━━ RECORDS FOR THIS EXERCISE
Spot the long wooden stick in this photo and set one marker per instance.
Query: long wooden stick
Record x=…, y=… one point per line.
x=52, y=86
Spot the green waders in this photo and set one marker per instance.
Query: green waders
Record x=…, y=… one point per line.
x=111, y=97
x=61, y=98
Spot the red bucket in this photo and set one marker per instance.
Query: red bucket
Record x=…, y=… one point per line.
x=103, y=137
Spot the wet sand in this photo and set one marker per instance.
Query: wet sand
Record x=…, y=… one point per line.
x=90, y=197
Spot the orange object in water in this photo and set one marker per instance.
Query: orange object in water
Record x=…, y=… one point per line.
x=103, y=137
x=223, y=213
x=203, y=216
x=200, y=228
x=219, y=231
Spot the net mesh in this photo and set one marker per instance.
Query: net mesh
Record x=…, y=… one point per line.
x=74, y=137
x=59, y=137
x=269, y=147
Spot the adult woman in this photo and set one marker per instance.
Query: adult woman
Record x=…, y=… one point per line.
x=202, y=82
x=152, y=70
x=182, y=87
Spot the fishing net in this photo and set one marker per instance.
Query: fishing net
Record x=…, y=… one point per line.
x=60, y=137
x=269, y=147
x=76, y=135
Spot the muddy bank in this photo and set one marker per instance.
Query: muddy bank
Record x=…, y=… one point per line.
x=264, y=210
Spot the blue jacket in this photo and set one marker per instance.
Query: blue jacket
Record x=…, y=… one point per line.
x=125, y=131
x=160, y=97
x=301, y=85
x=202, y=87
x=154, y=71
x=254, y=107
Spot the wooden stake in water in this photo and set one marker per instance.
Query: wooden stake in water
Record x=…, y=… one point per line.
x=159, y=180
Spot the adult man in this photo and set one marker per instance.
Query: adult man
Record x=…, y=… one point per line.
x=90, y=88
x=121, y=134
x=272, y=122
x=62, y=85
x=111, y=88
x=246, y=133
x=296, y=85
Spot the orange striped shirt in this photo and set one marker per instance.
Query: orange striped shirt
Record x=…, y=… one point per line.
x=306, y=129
━━━━
▶ **REQUIREMENT**: Please output all of the data above again, line for line, with no changes of any kind.

▶ **RESPONSE FOR THIS EXERCISE**:
Spot the long wooden stick in this photo and set one marker per instance.
Query: long wooden stick
Record x=…, y=… one point per line.
x=52, y=86
Spot the green waders in this photo and set one marker per instance.
Query: green waders
Record x=…, y=… one point per line.
x=111, y=97
x=61, y=98
Spot the red bucket in this photo and set one marker per instance.
Query: red bucket
Record x=…, y=… one point per line.
x=103, y=137
Spot the wet sand in this photo and set one marker per instance.
Query: wet sand
Record x=…, y=… one point per line.
x=90, y=197
Spot the orange object in water in this photo and set one marker per instance.
Query: orange object in water
Record x=…, y=… one point per line.
x=103, y=137
x=223, y=213
x=203, y=216
x=200, y=228
x=219, y=231
Spot the net mesh in this photo and set one marker per instance.
Query: net mesh
Record x=…, y=… one point per line.
x=74, y=137
x=59, y=137
x=269, y=147
Spot the adult woman in this photo and set one marker per instance.
Query: adult woman
Record x=…, y=… one point per line.
x=202, y=82
x=152, y=70
x=182, y=87
Spot the fishing net in this photo and set one marker per instance.
Query: fishing net
Record x=…, y=… one point per line.
x=60, y=137
x=269, y=147
x=76, y=135
Spot the muddy bank in this photo and set one marker per instance.
Query: muddy bank
Record x=…, y=… one point per line.
x=264, y=210
Spot the blue jacket in this photo and set one marker per instance.
Query: blue jacket
Record x=…, y=… one point per line.
x=125, y=131
x=160, y=97
x=301, y=85
x=202, y=87
x=154, y=71
x=254, y=107
Spot the wooden stake in water in this photo and set one marker per instance.
Query: wooden stake in water
Record x=…, y=… one point per line.
x=159, y=180
Spot the adult man in this photo and set one marker per instance.
Query: adult man
Record x=…, y=… one point per line.
x=90, y=88
x=121, y=134
x=272, y=122
x=62, y=85
x=111, y=88
x=246, y=133
x=296, y=85
Spot the orange striped shirt in this photo and set one marker per instance.
Query: orange striped shirt
Record x=…, y=… one point per line.
x=306, y=129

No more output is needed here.